Short task: Please find every line in the rows below that contains the string "windshield", and copy each of those lines.

Coordinate annotation rows:
________________________________________

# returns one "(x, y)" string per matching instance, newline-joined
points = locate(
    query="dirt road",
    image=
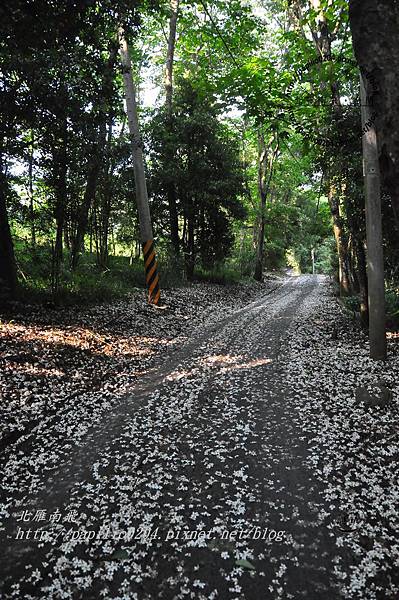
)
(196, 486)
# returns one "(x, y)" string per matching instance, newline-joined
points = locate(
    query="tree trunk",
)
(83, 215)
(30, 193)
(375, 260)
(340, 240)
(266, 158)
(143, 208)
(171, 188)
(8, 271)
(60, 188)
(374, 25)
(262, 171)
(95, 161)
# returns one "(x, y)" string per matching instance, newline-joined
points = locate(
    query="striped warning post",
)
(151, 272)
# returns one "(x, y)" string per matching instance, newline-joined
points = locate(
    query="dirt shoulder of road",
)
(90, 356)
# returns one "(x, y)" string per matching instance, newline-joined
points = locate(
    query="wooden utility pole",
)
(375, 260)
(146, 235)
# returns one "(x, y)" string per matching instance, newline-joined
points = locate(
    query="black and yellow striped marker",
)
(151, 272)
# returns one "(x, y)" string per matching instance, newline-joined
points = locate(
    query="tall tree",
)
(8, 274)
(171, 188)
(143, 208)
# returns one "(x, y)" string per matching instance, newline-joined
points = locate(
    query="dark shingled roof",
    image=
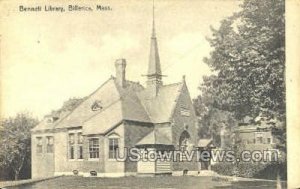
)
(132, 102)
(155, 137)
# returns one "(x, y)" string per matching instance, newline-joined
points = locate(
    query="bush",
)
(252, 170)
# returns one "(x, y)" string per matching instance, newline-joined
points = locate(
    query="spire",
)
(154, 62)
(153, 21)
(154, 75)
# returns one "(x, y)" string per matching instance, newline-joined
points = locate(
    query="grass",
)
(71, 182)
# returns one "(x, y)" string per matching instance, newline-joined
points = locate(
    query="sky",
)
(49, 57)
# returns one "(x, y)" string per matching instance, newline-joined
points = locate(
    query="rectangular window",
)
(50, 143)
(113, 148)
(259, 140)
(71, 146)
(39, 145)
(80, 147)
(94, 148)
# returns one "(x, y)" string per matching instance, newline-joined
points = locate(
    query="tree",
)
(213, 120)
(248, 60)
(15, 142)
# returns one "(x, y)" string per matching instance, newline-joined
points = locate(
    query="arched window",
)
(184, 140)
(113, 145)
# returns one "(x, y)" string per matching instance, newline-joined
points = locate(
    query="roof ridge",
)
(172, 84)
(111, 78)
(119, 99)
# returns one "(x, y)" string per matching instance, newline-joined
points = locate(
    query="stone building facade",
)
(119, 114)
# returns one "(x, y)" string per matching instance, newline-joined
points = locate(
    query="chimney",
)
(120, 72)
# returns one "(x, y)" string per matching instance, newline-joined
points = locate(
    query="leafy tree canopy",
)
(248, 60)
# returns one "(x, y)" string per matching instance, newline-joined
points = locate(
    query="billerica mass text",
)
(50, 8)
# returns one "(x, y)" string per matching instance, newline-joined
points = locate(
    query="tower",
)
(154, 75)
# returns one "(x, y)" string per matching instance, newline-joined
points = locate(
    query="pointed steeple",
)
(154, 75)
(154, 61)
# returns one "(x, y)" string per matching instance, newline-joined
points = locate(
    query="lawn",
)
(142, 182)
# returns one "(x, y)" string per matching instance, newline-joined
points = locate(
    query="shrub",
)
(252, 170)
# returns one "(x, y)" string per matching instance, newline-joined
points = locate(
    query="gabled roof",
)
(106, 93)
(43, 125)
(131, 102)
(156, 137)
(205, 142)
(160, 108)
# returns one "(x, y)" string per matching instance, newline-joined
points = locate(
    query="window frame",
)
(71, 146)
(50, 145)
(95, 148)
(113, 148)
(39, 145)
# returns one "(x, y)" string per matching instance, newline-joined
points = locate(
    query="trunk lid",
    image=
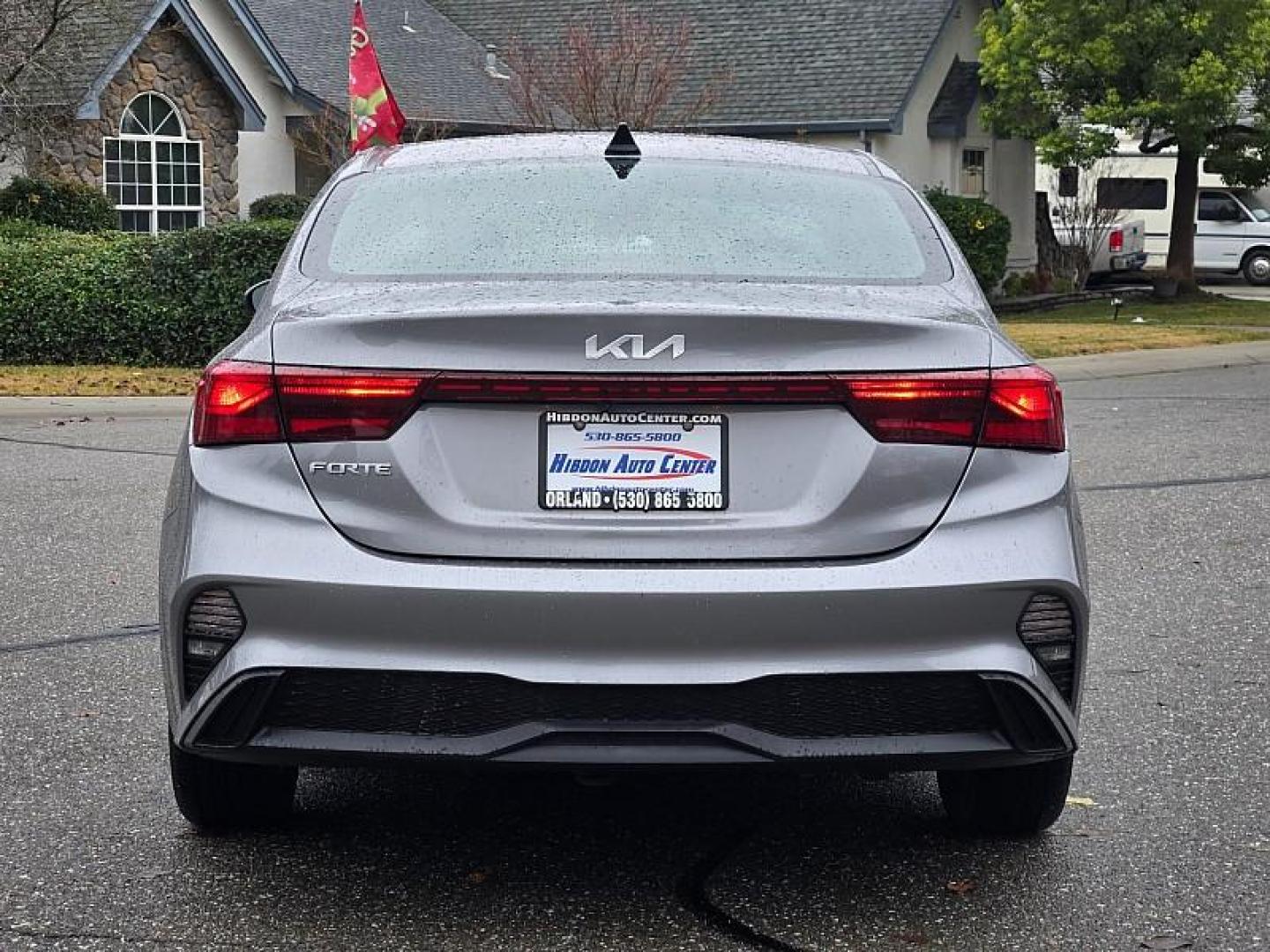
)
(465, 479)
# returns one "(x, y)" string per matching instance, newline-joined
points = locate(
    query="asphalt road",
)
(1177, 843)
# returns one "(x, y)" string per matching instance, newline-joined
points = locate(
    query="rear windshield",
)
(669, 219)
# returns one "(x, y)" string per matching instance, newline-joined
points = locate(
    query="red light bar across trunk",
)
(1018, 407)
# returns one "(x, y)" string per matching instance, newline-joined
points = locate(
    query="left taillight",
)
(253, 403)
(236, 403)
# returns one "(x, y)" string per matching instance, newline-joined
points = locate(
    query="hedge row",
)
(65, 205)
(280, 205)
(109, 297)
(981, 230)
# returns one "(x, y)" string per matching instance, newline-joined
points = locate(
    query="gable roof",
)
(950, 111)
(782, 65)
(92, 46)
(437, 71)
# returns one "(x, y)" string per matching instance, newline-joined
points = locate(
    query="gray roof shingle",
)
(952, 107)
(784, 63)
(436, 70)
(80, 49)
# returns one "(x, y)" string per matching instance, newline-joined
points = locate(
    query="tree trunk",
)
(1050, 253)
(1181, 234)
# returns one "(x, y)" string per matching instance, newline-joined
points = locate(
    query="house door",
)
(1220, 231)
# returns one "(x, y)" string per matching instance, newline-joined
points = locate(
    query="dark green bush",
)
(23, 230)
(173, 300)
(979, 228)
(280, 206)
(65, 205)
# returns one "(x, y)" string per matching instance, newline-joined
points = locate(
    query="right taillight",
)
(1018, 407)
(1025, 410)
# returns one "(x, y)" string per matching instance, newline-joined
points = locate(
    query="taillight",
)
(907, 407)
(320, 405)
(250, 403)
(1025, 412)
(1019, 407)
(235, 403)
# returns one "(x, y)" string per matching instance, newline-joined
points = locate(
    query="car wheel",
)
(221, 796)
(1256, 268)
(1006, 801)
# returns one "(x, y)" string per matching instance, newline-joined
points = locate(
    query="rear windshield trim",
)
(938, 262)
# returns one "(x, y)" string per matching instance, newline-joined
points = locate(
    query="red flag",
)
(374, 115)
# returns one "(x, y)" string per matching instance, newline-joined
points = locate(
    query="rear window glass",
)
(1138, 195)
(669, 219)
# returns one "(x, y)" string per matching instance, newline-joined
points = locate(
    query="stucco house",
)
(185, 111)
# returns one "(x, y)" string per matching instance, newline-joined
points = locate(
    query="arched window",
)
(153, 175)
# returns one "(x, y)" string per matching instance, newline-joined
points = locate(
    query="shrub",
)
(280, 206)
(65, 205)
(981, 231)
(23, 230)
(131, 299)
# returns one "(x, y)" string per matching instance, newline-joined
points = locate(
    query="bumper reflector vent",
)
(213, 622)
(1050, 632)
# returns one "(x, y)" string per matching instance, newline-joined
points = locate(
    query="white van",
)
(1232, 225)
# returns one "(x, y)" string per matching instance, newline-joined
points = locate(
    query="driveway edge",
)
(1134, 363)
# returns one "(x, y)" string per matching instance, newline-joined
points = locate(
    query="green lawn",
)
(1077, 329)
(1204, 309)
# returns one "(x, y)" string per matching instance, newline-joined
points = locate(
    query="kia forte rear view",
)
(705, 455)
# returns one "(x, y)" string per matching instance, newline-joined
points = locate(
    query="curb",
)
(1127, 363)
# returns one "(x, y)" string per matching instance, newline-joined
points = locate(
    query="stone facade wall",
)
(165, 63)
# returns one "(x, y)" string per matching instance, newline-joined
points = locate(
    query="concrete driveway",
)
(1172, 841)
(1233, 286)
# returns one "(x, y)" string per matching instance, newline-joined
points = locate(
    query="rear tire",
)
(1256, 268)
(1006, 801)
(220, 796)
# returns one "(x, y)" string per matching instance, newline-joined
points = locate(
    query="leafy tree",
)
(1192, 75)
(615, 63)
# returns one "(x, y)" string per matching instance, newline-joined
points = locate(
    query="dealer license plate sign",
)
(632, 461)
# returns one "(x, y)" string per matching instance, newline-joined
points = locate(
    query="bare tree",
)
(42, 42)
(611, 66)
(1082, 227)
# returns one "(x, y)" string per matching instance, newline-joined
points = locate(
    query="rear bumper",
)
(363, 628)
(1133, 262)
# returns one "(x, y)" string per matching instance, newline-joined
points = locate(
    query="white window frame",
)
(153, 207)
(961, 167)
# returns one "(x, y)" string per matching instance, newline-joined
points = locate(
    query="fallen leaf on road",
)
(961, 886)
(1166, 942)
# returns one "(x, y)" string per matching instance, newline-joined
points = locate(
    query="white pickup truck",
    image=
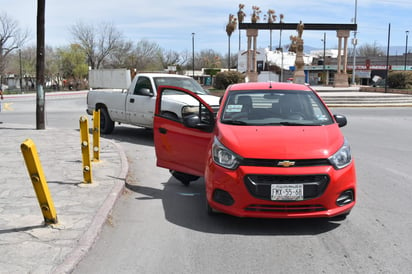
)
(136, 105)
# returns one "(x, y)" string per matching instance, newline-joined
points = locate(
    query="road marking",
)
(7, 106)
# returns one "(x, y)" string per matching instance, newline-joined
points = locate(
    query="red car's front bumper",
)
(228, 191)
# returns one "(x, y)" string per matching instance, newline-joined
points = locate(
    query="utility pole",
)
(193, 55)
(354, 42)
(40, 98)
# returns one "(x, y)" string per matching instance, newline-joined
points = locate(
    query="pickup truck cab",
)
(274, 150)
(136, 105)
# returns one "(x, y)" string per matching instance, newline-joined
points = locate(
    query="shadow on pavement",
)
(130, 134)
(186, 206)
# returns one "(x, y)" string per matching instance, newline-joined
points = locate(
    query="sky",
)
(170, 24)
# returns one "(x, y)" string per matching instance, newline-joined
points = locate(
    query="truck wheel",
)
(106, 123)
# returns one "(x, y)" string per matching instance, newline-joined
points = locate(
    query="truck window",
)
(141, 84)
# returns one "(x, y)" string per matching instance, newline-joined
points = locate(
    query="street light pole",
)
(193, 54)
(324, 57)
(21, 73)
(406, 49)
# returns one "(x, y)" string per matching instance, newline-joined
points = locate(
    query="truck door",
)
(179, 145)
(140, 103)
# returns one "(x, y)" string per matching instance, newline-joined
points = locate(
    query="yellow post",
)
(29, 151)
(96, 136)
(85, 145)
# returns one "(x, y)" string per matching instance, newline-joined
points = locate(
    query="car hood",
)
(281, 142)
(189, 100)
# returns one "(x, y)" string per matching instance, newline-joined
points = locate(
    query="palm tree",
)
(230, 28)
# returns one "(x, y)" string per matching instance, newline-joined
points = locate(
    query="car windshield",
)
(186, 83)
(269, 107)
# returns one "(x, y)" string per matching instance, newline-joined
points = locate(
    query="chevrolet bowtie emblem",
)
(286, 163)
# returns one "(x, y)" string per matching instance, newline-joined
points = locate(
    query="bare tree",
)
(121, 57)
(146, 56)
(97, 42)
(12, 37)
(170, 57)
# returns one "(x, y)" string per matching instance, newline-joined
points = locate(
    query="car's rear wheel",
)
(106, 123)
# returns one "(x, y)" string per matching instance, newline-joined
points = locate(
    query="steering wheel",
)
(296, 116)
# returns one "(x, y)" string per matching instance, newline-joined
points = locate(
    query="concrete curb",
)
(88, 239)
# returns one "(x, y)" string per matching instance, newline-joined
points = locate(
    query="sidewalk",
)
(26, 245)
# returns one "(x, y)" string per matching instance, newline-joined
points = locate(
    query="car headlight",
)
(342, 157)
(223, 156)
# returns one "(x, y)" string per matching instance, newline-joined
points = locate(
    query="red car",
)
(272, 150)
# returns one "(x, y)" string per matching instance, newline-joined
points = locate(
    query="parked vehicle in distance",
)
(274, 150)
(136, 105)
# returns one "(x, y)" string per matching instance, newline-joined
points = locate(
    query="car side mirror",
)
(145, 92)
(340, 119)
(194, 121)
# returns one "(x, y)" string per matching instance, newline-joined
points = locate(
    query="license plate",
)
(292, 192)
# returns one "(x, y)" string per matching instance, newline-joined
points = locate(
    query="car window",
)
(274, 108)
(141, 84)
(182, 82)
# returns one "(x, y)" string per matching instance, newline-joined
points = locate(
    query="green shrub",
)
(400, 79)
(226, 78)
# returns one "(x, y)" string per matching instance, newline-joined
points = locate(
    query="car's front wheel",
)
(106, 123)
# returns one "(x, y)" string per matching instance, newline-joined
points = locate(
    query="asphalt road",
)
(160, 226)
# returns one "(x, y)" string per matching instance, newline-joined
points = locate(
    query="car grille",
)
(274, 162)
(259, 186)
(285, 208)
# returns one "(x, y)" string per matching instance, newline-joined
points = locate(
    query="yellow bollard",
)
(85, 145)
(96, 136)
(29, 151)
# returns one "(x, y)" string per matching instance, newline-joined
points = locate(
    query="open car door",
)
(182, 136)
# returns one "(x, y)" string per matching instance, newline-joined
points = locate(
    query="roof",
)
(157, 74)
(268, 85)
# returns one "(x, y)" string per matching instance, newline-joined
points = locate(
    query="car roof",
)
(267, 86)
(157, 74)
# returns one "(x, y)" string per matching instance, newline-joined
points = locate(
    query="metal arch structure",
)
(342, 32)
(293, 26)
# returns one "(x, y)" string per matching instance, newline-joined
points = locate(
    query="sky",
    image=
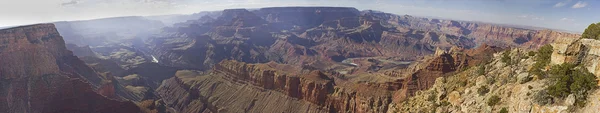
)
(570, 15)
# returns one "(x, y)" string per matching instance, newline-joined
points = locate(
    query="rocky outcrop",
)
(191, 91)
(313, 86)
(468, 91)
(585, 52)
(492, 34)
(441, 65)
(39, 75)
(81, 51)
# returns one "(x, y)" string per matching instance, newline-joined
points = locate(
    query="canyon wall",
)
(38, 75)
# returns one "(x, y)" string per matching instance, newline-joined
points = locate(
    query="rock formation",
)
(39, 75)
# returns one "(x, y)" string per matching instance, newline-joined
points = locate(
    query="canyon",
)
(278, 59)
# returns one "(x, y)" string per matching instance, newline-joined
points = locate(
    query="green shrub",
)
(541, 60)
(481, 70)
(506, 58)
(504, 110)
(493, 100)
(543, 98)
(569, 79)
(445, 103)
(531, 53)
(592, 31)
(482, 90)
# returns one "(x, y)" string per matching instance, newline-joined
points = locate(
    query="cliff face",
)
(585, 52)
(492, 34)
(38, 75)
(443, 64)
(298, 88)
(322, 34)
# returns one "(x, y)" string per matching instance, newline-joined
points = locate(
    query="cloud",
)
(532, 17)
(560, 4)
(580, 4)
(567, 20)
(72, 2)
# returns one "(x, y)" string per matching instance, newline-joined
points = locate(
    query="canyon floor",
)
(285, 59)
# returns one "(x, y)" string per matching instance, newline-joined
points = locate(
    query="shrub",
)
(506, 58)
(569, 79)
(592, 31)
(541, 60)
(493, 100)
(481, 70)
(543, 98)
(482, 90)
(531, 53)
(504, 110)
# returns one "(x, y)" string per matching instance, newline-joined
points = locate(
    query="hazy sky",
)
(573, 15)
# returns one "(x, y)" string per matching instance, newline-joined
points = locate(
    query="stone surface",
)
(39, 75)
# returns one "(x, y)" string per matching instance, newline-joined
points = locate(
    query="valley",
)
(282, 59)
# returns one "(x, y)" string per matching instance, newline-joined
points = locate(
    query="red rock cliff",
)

________________________________________

Solution:
    query="rear windshield",
    query="rear windshield trim",
    query="car windshield",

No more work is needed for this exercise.